Sonnys Diary
July 2005
Finally I arrived . It took me ages of hitchhiking through the subcontinent, hitching rides on boats, but finally i made it. Wasnt too bad. The only serious incident was when I caught up with Kevin Putt in South Africa. I saw his letterbox, and sort of abused it. Its a long story.
Anyway, I am here
And I can wait to catch up with Robert, I need to ask him for a bit of cash. Its a marvellous country full of peace loving people.
Had a bit of hassle in Namibia, where I was waiting for our intrepid Black Caps.
I waited
and waited
and waited
and waited
and waited
and waited.
Finally over the tannoy, there was an annoucement asking if there were any New Zealand sporting celebritys in the airport. So, taking the initiative I voluntered myself. What followed was most degrading and not worth repeating here.
Anyway I was cleared of any charges, and when I returned I just managed to see Flems giving the Namibian guard a few dollars and saying "Thanks Chief" I yelled out to Steve, but he seemed to be in a hurry. The guard yelled out " I'll let you know when he's gone".
Strange, the squad seemed smaller than usual.

→ BRIEF
Pick up the July 2005 travel diary after its last sentence and carry it on.

→ DATASET SECTION
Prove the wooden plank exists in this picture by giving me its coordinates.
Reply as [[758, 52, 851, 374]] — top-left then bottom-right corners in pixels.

→ TASK ANSWER
Hey, I got a mention from the Biege Brigade. Top blokes
Sorry guys I havent been on line for a while. When I was in Wellington I ran into 4 mates from the Bay of Plenty who were down for a while, so I was chewing the fat with them. I havent seen my other Cop mates since "that" piece of trouble. Luckily they said they wouldnt tell on me as the "fifth man".
Anyway I went to eden park at the weekend for the fourth test. It really was a great night out. I caught up with a mate who invited me to his corporate box. Well after a few beers the shenanigans started.
My mate is a CEO of a large and respected local company and he showed those assembled an entire new take on the concept of corporate hosting.
Drinkettes had been flowing merrily before and during the match, and the après celebrations were no exception.
At some stagemy matesomewhat the worse for strong waters, took umbrage at the fact that I appeared to have eschewed the black colours appropriate for such an event.
I remonstrated loudly that this was not the case – that I was indeed wearing black, but as an undergarment.
My drunk mate loudly demanded proof of this before the small crowd which had gathered.
Ha ha as I was fairly pissed i then removed my trousers to show the world that I was indeed clad in black boxer shorts. My pissed mate, not content with this then decided the world needed to know what was under his boxer shorts as well.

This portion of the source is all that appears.